Request
Leave out the pictures and repeat the data exactly.

Data lines
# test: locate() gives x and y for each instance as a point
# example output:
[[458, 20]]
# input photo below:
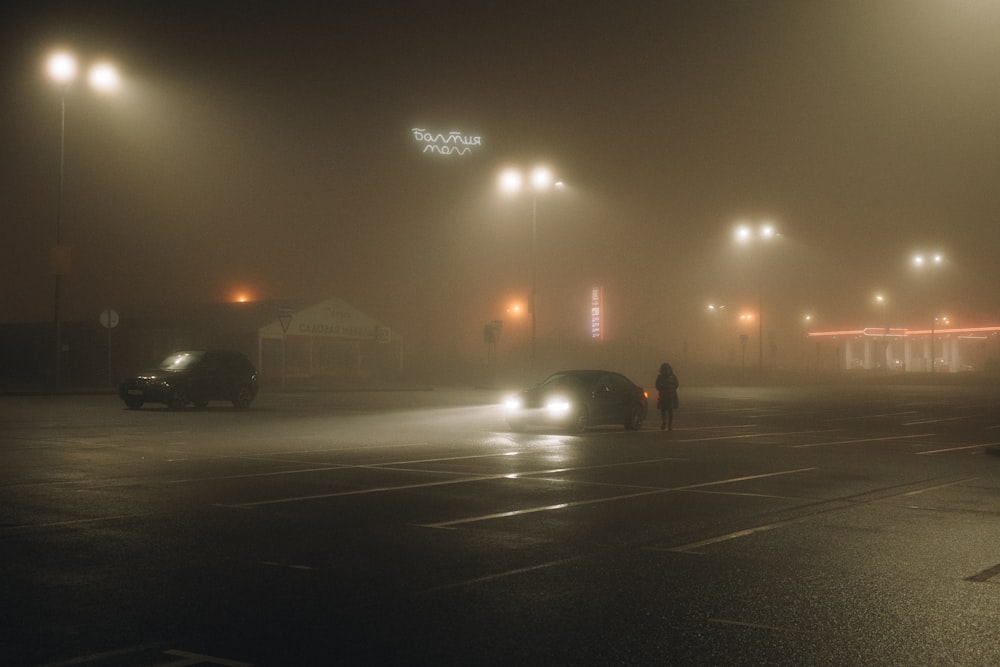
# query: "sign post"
[[109, 320], [285, 318]]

Correct response
# test: locate() gives x and y for each instance as a point
# example output:
[[458, 20]]
# input photo below:
# query: "sign post"
[[109, 320], [285, 318]]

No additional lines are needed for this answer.